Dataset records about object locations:
○ ○ ○

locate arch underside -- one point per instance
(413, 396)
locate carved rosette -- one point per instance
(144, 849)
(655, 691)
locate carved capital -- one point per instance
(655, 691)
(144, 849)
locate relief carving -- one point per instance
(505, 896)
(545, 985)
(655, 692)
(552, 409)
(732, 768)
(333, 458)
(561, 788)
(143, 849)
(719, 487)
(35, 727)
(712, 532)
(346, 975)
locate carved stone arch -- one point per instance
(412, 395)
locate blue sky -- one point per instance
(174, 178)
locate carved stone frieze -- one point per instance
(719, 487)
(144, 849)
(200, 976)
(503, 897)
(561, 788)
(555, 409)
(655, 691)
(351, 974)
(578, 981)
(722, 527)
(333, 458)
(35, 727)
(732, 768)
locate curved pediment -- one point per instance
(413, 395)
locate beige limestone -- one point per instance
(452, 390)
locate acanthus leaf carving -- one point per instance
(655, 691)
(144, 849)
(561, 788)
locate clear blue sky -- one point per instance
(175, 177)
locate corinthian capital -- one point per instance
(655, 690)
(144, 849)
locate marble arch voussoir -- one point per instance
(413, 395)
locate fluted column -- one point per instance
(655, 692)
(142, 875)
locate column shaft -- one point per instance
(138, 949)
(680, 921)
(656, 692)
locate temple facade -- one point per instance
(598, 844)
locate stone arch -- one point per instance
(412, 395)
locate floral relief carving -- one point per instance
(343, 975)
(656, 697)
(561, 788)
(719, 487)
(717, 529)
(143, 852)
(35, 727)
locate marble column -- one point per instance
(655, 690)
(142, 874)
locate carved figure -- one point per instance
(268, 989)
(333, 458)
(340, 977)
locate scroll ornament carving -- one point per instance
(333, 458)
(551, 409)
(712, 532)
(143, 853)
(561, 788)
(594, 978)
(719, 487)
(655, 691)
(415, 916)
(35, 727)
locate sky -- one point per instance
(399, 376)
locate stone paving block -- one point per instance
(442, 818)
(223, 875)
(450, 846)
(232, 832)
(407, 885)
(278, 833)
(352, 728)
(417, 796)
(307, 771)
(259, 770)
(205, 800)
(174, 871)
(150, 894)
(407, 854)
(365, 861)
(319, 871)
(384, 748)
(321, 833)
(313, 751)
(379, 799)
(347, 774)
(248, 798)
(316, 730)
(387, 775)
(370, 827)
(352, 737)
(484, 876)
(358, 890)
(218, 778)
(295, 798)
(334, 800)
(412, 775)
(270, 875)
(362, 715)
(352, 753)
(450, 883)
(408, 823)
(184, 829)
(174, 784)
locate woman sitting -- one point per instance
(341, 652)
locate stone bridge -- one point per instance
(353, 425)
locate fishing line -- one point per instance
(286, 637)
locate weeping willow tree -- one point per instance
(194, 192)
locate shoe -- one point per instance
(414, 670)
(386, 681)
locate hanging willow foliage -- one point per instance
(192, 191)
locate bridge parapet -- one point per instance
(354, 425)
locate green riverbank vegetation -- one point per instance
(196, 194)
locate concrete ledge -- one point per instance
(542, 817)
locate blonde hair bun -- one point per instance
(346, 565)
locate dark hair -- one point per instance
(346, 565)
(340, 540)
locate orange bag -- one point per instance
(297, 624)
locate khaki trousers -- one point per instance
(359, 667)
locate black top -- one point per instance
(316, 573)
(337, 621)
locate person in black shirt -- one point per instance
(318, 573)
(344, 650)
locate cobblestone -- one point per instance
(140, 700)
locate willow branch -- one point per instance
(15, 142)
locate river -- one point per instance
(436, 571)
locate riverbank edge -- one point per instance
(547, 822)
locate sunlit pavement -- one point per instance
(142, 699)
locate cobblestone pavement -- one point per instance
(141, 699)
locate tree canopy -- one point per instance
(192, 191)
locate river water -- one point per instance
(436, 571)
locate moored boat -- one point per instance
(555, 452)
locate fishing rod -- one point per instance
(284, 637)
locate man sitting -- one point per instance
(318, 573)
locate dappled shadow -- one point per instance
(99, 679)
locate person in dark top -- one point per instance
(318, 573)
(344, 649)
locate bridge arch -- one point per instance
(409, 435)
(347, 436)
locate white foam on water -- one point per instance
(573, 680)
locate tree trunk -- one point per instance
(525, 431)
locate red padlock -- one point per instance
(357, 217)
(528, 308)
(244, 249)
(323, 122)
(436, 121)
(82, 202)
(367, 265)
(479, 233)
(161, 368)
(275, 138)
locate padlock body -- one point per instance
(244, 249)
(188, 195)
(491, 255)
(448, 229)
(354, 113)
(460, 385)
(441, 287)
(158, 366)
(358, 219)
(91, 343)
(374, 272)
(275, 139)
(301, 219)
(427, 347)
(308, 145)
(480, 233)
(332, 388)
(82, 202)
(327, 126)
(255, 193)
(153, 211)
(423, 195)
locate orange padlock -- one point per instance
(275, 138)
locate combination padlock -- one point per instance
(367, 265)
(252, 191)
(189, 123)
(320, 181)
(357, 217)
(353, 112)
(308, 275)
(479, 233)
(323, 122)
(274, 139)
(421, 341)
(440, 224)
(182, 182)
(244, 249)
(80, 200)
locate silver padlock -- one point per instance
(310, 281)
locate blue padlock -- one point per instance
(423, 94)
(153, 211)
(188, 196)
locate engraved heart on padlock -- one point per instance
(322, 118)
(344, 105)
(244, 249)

○ ○ ○

■ What the task asks: Would you quote, exactly and only, the lines from the one containing "locate orange padlock" to the end of the entries?

■ Written answer:
locate orange padlock -- one point per instance
(275, 138)
locate combination padlock -- one point per instance
(367, 265)
(252, 191)
(189, 123)
(320, 181)
(357, 217)
(353, 112)
(308, 275)
(479, 233)
(323, 122)
(274, 139)
(421, 341)
(440, 224)
(182, 182)
(244, 249)
(80, 200)
locate silver padlock -- one point per instance
(310, 281)
locate blue padlock -- one point per instance
(423, 94)
(153, 211)
(188, 196)
locate engraved heart on padlock -- one point per instance
(322, 118)
(344, 105)
(244, 249)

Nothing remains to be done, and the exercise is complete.